# Your task
Reproduce word for word the section of the passage on Gulf banking starting with "Now, any problems" and going on through "that are manageable.".

# Document passage

######

Elsewhere in the GCC region – Oman, Qatar, Saudi Arabia and the rest of the UAE – the banking systems seem to be on much surer footing. This position can be generally attributed to either one of, or a combination of, two factors: a conservative banking culture and large financial support from the authorities. However, even within countries, some banks are in a better position than others and some are tackling specific issues.

UAE, Qatar. Oman and Saudi

For the UAE excluding Dubai, most banking activity is centred on Abu Dhabi and these institutions have benefited from significant state resources: Dh16bn was injected into the five biggest Abu Dhabi banks in February 2009 to shore them up against the after-effects of Lehman Brothers’ collapse. Combined with the liquidity facilities from the UAE Central Bank and Ministry of Finance, this helped ensure the system remained supported during the worst of the volatility.

Now, any problems that face UAE banks concern debt obligations; although some have bigger burdens than others. For example, in terms of exposure to Dubai World, National Bank of Abu Dhabi stating in its second-quarter results that it had no exposure to the conglomerate and Abu Dhabi Commercial Bank, in its respective Q2 numbers, said it had around Dh6.6bn. There are also exposures to real estate and personal loans, in much the same way as Dubai banks, that could cause the need for further impairment charges to be taken. However, exposures are generally less significant than in Dubai and are thought to be at levels that are manageable.

######

# Material provided
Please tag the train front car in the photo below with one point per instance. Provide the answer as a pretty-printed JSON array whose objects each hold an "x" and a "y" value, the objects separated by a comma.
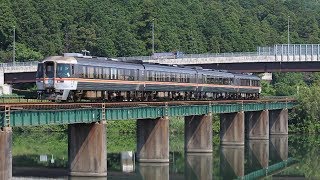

######

# Result below
Now, any problems that face UAE banks concern debt obligations; although some have bigger burdens than others. For example, in terms of exposure to Dubai World, National Bank of Abu Dhabi stating in its second-quarter results that it had no exposure to the conglomerate and Abu Dhabi Commercial Bank, in its respective Q2 numbers, said it had around Dh6.6bn. There are also exposures to real estate and personal loans, in much the same way as Dubai banks, that could cause the need for further impairment charges to be taken. However, exposures are generally less significant than in Dubai and are thought to be at levels that are manageable.